### PROBLEM TO WORK ON
Within the data below, count the lines that include "street" and give only the count.

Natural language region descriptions
..............................

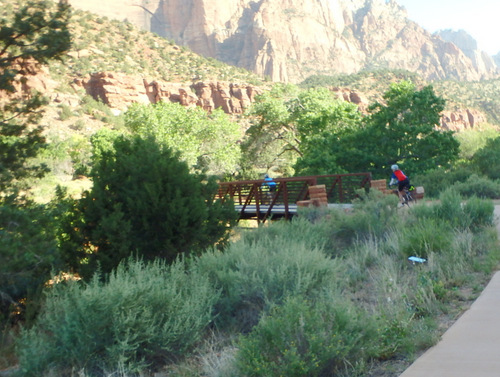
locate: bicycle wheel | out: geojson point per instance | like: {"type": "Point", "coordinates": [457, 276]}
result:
{"type": "Point", "coordinates": [410, 199]}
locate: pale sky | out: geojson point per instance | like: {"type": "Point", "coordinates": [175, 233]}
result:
{"type": "Point", "coordinates": [479, 18]}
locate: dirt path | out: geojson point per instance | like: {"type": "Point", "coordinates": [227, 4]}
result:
{"type": "Point", "coordinates": [471, 347]}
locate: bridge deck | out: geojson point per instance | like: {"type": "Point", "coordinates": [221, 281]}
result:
{"type": "Point", "coordinates": [253, 200]}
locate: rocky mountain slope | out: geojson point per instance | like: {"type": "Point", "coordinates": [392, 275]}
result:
{"type": "Point", "coordinates": [289, 40]}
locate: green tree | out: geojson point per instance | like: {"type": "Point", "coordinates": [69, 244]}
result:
{"type": "Point", "coordinates": [270, 143]}
{"type": "Point", "coordinates": [36, 33]}
{"type": "Point", "coordinates": [405, 130]}
{"type": "Point", "coordinates": [324, 126]}
{"type": "Point", "coordinates": [144, 201]}
{"type": "Point", "coordinates": [207, 142]}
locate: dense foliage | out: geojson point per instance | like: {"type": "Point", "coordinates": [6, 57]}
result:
{"type": "Point", "coordinates": [327, 293]}
{"type": "Point", "coordinates": [143, 201]}
{"type": "Point", "coordinates": [207, 142]}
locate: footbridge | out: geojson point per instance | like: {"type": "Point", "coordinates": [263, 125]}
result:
{"type": "Point", "coordinates": [254, 200]}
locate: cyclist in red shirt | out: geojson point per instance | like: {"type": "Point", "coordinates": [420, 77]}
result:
{"type": "Point", "coordinates": [401, 179]}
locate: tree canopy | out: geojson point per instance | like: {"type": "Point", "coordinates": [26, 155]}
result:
{"type": "Point", "coordinates": [206, 141]}
{"type": "Point", "coordinates": [144, 201]}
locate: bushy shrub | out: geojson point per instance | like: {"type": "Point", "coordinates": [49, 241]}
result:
{"type": "Point", "coordinates": [28, 255]}
{"type": "Point", "coordinates": [481, 187]}
{"type": "Point", "coordinates": [305, 339]}
{"type": "Point", "coordinates": [479, 212]}
{"type": "Point", "coordinates": [436, 181]}
{"type": "Point", "coordinates": [253, 276]}
{"type": "Point", "coordinates": [144, 200]}
{"type": "Point", "coordinates": [425, 237]}
{"type": "Point", "coordinates": [143, 316]}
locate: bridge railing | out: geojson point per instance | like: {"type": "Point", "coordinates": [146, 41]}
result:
{"type": "Point", "coordinates": [254, 194]}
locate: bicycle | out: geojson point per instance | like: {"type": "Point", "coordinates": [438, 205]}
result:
{"type": "Point", "coordinates": [407, 196]}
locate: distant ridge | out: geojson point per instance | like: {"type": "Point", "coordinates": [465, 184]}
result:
{"type": "Point", "coordinates": [292, 40]}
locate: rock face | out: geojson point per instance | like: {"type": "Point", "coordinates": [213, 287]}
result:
{"type": "Point", "coordinates": [119, 91]}
{"type": "Point", "coordinates": [289, 40]}
{"type": "Point", "coordinates": [461, 119]}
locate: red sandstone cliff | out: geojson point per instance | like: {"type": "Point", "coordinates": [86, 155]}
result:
{"type": "Point", "coordinates": [289, 40]}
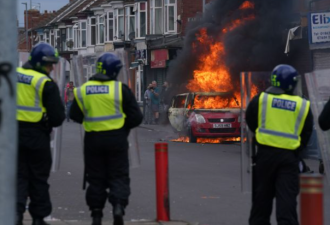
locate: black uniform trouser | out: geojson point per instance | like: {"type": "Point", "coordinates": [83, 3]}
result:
{"type": "Point", "coordinates": [276, 175]}
{"type": "Point", "coordinates": [34, 164]}
{"type": "Point", "coordinates": [107, 167]}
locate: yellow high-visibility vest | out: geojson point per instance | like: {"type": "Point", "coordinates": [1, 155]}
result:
{"type": "Point", "coordinates": [281, 119]}
{"type": "Point", "coordinates": [30, 86]}
{"type": "Point", "coordinates": [101, 104]}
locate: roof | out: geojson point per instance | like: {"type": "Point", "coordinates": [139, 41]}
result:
{"type": "Point", "coordinates": [81, 7]}
{"type": "Point", "coordinates": [69, 10]}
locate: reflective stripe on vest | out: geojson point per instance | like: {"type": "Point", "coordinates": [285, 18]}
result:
{"type": "Point", "coordinates": [30, 86]}
{"type": "Point", "coordinates": [280, 124]}
{"type": "Point", "coordinates": [104, 121]}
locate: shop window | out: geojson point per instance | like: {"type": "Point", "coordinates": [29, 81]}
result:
{"type": "Point", "coordinates": [129, 21]}
{"type": "Point", "coordinates": [142, 19]}
{"type": "Point", "coordinates": [100, 30]}
{"type": "Point", "coordinates": [110, 26]}
{"type": "Point", "coordinates": [83, 34]}
{"type": "Point", "coordinates": [93, 31]}
{"type": "Point", "coordinates": [170, 16]}
{"type": "Point", "coordinates": [69, 38]}
{"type": "Point", "coordinates": [119, 24]}
{"type": "Point", "coordinates": [156, 17]}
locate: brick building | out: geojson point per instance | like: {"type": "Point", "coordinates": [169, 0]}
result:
{"type": "Point", "coordinates": [146, 34]}
{"type": "Point", "coordinates": [32, 19]}
{"type": "Point", "coordinates": [306, 56]}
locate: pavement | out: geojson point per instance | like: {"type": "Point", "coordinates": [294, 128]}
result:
{"type": "Point", "coordinates": [205, 183]}
{"type": "Point", "coordinates": [53, 221]}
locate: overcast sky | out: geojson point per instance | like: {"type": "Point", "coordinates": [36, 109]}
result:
{"type": "Point", "coordinates": [48, 5]}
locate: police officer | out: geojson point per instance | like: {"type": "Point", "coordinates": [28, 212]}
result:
{"type": "Point", "coordinates": [282, 123]}
{"type": "Point", "coordinates": [39, 109]}
{"type": "Point", "coordinates": [108, 110]}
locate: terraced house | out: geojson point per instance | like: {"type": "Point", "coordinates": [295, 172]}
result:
{"type": "Point", "coordinates": [146, 34]}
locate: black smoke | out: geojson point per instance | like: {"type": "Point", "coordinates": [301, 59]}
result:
{"type": "Point", "coordinates": [257, 45]}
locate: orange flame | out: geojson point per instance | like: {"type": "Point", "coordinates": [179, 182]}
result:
{"type": "Point", "coordinates": [212, 75]}
{"type": "Point", "coordinates": [247, 5]}
{"type": "Point", "coordinates": [181, 139]}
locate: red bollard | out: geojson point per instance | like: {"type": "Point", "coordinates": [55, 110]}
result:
{"type": "Point", "coordinates": [162, 190]}
{"type": "Point", "coordinates": [311, 199]}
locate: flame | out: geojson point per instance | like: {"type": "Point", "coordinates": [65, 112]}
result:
{"type": "Point", "coordinates": [212, 75]}
{"type": "Point", "coordinates": [181, 139]}
{"type": "Point", "coordinates": [214, 102]}
{"type": "Point", "coordinates": [247, 5]}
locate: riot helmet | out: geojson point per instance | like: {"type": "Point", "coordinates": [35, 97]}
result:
{"type": "Point", "coordinates": [284, 79]}
{"type": "Point", "coordinates": [109, 64]}
{"type": "Point", "coordinates": [42, 55]}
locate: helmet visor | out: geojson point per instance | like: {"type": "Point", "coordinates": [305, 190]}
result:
{"type": "Point", "coordinates": [298, 89]}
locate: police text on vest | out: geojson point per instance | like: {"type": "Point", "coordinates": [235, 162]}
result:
{"type": "Point", "coordinates": [97, 89]}
{"type": "Point", "coordinates": [284, 104]}
{"type": "Point", "coordinates": [25, 79]}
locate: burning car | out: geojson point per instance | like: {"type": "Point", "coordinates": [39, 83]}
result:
{"type": "Point", "coordinates": [206, 115]}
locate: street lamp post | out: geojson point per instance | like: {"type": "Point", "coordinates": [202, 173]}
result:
{"type": "Point", "coordinates": [26, 27]}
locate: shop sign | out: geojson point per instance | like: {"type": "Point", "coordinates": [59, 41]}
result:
{"type": "Point", "coordinates": [319, 27]}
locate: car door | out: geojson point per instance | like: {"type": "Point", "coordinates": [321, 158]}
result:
{"type": "Point", "coordinates": [176, 112]}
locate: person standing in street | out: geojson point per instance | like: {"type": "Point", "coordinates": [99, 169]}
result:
{"type": "Point", "coordinates": [69, 99]}
{"type": "Point", "coordinates": [155, 101]}
{"type": "Point", "coordinates": [108, 111]}
{"type": "Point", "coordinates": [282, 123]}
{"type": "Point", "coordinates": [39, 109]}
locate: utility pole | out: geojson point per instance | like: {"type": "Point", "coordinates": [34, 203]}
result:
{"type": "Point", "coordinates": [26, 26]}
{"type": "Point", "coordinates": [8, 126]}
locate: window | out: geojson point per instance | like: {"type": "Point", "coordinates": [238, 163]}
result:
{"type": "Point", "coordinates": [120, 24]}
{"type": "Point", "coordinates": [93, 31]}
{"type": "Point", "coordinates": [170, 16]}
{"type": "Point", "coordinates": [69, 38]}
{"type": "Point", "coordinates": [83, 34]}
{"type": "Point", "coordinates": [76, 36]}
{"type": "Point", "coordinates": [57, 38]}
{"type": "Point", "coordinates": [63, 40]}
{"type": "Point", "coordinates": [52, 38]}
{"type": "Point", "coordinates": [46, 36]}
{"type": "Point", "coordinates": [101, 30]}
{"type": "Point", "coordinates": [110, 26]}
{"type": "Point", "coordinates": [156, 17]}
{"type": "Point", "coordinates": [142, 19]}
{"type": "Point", "coordinates": [130, 21]}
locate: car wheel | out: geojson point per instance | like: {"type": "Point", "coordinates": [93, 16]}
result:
{"type": "Point", "coordinates": [192, 138]}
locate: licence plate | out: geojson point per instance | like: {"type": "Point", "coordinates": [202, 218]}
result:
{"type": "Point", "coordinates": [222, 125]}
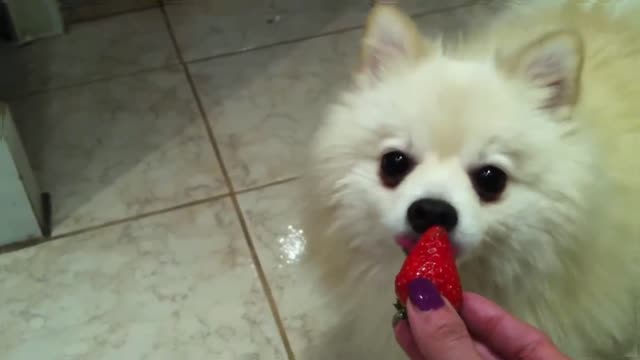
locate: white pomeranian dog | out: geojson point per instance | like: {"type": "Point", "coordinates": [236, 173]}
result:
{"type": "Point", "coordinates": [523, 140]}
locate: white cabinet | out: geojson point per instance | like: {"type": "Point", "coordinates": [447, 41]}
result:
{"type": "Point", "coordinates": [21, 211]}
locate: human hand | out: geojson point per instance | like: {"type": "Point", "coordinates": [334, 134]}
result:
{"type": "Point", "coordinates": [482, 330]}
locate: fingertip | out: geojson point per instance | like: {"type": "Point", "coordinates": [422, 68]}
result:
{"type": "Point", "coordinates": [404, 338]}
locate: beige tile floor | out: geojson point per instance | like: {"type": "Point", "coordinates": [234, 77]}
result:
{"type": "Point", "coordinates": [170, 140]}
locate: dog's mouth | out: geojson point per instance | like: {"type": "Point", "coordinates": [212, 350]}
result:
{"type": "Point", "coordinates": [408, 241]}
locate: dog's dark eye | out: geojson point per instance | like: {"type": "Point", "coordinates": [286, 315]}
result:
{"type": "Point", "coordinates": [489, 182]}
{"type": "Point", "coordinates": [394, 166]}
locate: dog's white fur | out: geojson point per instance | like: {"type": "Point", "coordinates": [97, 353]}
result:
{"type": "Point", "coordinates": [551, 94]}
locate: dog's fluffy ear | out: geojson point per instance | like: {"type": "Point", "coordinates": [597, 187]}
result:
{"type": "Point", "coordinates": [552, 64]}
{"type": "Point", "coordinates": [391, 38]}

..............................

### ANSWER TO THIS PROBLEM
2